◆ Given passage:
It's possible to spin up alternative relays. For example: https://whtwnd.com/bne...

boramalper · 2025-04-26T08:10:46 1745655046

Genuine question: if it's so easy and cheap to host a relay, why then "Free Our Feeds" initiative [0] looking to raise $4,000,000 [1] to establish a second relay [2]? Most of that money must be earmarked for administrative and human expenses then, right?

[0] https://freeourfeeds.com/

[1] https://www.gofundme.com/f/help-us-free-social-media-from-bi...

[2] https://freeourfeeds.com/ § FAQ § What will the money be used for?

yellowapple · 2025-04-26T08:42:40 1745656960

> if it's so easy and cheap to host a relay

That wasn't asserted anywhere. Quite the opposite: as I explained above, the expense is why few people have done it (and even fewer have done it in production). It's the PDSes which are (relatively) cheap and easy to self-host.

> why then "Free Our Feeds" initiative [0] looking to raise $4,000,000 [1] to establish a second relay [2]?

Per the section you cite, they're doing a lot more with that money than running a second relay: they're spinning up an entirely separate organization independent of Bluesky to develop ATproto and applications using it. That includes, but is nowhere implied or explied to be limited to, the "second relay" they mention.

In any case, even the self-hosted relay described in that above-linked blog post (let alone some RPi under someone's bed) is in all likelihood a long ways off from one that's even remotely production-ready. There's no mention of redundancy, no mention of future-proofing, etc. It's reasonable to assume that the "second relay" would be multiple such relays, likely on machines with even beefier specs - in other words, at least as capable as the existing Bluesky-managed relay. I'd also be unsurprised if it expanded to a "third relay" and "fourth relay" and so on.

Further, there's more to running a relay than just the hardware; you need someone to maintain it. $4 million pays for 40 employee-years (assuming every employee is full-time with an annual salary of $100k). That could be one sysadmin for 40 years, or an 8 person team for 5 years, or a 40 person team for 1 year, or what have you. Free our feeds claims they'll need $30 million over 3 years, i.e. $10 million per year; if half that goes to salaries, we end up with a napkin-math-guesstimated team size of 50 - which is about the size I'd expect for an organization that wants to independently maintain a bunch of technical infrastructure, develop applications, prod whomever needs prodded to get ATproto formally standardized, etc.

◆ Dataset content:
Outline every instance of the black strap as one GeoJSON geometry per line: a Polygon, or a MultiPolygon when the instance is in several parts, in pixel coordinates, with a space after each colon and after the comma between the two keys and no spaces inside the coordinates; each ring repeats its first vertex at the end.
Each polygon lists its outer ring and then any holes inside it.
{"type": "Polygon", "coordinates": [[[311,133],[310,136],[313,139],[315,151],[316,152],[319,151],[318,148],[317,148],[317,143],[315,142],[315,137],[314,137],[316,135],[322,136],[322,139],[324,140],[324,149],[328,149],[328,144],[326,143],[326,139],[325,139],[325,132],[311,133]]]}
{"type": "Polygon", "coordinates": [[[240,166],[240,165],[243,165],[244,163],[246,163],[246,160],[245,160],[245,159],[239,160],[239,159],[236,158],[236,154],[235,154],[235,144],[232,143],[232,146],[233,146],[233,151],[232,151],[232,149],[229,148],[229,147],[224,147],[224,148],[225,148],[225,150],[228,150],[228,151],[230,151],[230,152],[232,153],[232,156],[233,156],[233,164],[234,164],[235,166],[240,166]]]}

◆ Exercise directions: Can you write the next part of the forum thread on Bluesky relay costs, starting after its final sentence? The lines after the thread aren't needed.

◆ Right answer:
xethos · 2025-04-26T09:26:54 1745659614

I at least am contrasting

> [running a relay being cheap and easy] wasn't asserted anywhere

With

> I recall posts of people running their own relays on RPi4s with NVMe drives

I would absolutely consider software I can host at home, on a RPi, cheap and easy to self-host. That's the assertion that's being called out here. Bluesky's relays do not scale down easily, and are difficult and expensive to host

yellowapple · 2025-04-26T09:34:32 1745660072

> I would absolutely consider software I can host at home, on a RPi, cheap and easy to self-host.

That's expensive and difficult compared to running a PDS or appview (either of which can run with a tiny fraction of even an RPi's resources), which is exactly what I said. And to reiterate: an RPi4 with an NVMe SSD is very far off from something that's production-ready and suitable for public use. You can run your own relay, but it's probably not going to handle 30+ million users like Bluesky's relay does, or like Free Our Feeds' "second relay" presumably seeks to do.

haileyok · 2025-04-27T02:26:56 1745720816

- A raspberry pi with a nvme drive costs 200 dollars one time. Are you seriously going to assert that is expensive?

- You don’t understand what a relay does in atproto given the rest of your reply and should look.

yellowapple · 2025-04-27T23:57:56 1745798276

> A raspberry pi with a nvme drive costs 200 dollars one time. Are you seriously going to assert that is expensive?

Compared to the hardware required to run a PDS, yes, absolutely. "Expensive" is relative.

And like I've said above, a Raspberry Pi with an NVMe drive is surely a long ways off from Bluesky's own relay. It's good enough for personal needs, not for any sort of production use.

> You don’t understand what a relay does in atproto given the rest of your reply and should look.

I'd appreciate specific corrections, so that I (and anyone else reading these comments) can be better-informed.

(EDIT: my apologies for the previous version of this comment, which might've come across a bit hostile. That ain't my intention.)

Karliss · 2025-04-26T08:26:45 1745656005

Scale, its always question of scale. Whatever youncan easily and cheaply host yourself will likely be only good enough for you and your friends or family. Anything more will require more hardware and dedicated people for maintaining that hardware and software.

half-kh-hacker · 2025-04-26T09:51:27 1745661087

plainly, free our feeds are grifting.

the relay at this point is non-archival and can be spun up trivially. with a small sliding history window for subscriber catchup u can use like 32gb of scratch disk space and keep a few hours, the relay is literally just a subscribeRepos forwarder from PDSes.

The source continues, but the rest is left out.